------ RECORDS TO USE ------

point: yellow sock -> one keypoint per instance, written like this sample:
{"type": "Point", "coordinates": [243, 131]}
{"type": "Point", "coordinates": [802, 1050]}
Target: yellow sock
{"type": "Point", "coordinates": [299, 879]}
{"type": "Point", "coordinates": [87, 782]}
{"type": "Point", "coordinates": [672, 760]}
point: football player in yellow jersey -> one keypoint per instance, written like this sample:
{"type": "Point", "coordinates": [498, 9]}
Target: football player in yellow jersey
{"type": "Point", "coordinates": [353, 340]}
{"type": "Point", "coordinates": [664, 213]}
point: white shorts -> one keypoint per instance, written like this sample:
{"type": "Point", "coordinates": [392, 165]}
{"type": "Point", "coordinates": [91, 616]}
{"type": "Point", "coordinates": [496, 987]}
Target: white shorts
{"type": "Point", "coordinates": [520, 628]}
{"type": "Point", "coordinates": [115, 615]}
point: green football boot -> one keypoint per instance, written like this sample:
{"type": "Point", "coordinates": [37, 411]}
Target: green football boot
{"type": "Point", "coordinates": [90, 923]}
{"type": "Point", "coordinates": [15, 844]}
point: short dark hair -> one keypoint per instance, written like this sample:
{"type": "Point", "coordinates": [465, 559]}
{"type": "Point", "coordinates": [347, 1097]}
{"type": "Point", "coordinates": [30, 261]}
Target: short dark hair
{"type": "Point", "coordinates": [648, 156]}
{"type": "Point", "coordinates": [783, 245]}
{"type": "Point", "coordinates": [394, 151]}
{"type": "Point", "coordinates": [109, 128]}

------

# ASSIGNMENT
Could you return the complete set of entries exactly?

# SOLUTION
point: yellow sock -> one keypoint per instance, written like this sample:
{"type": "Point", "coordinates": [243, 131]}
{"type": "Point", "coordinates": [802, 1050]}
Target: yellow sock
{"type": "Point", "coordinates": [299, 879]}
{"type": "Point", "coordinates": [87, 782]}
{"type": "Point", "coordinates": [672, 760]}
point: football player in yellow jersey -> one keypoint per instance, written like this sample:
{"type": "Point", "coordinates": [498, 9]}
Target: football player in yellow jersey
{"type": "Point", "coordinates": [353, 340]}
{"type": "Point", "coordinates": [664, 213]}
point: white shorts -> one keypoint per instance, written like this sample:
{"type": "Point", "coordinates": [392, 165]}
{"type": "Point", "coordinates": [91, 616]}
{"type": "Point", "coordinates": [496, 987]}
Target: white shorts
{"type": "Point", "coordinates": [520, 628]}
{"type": "Point", "coordinates": [115, 615]}
point: green football boot -> one keypoint per instance, written like this sample:
{"type": "Point", "coordinates": [37, 411]}
Target: green football boot
{"type": "Point", "coordinates": [90, 923]}
{"type": "Point", "coordinates": [15, 844]}
point: short dark hair -> one keypoint per instance, written like this sample:
{"type": "Point", "coordinates": [465, 559]}
{"type": "Point", "coordinates": [347, 1097]}
{"type": "Point", "coordinates": [30, 261]}
Target: short dark hair
{"type": "Point", "coordinates": [648, 156]}
{"type": "Point", "coordinates": [783, 245]}
{"type": "Point", "coordinates": [394, 151]}
{"type": "Point", "coordinates": [109, 128]}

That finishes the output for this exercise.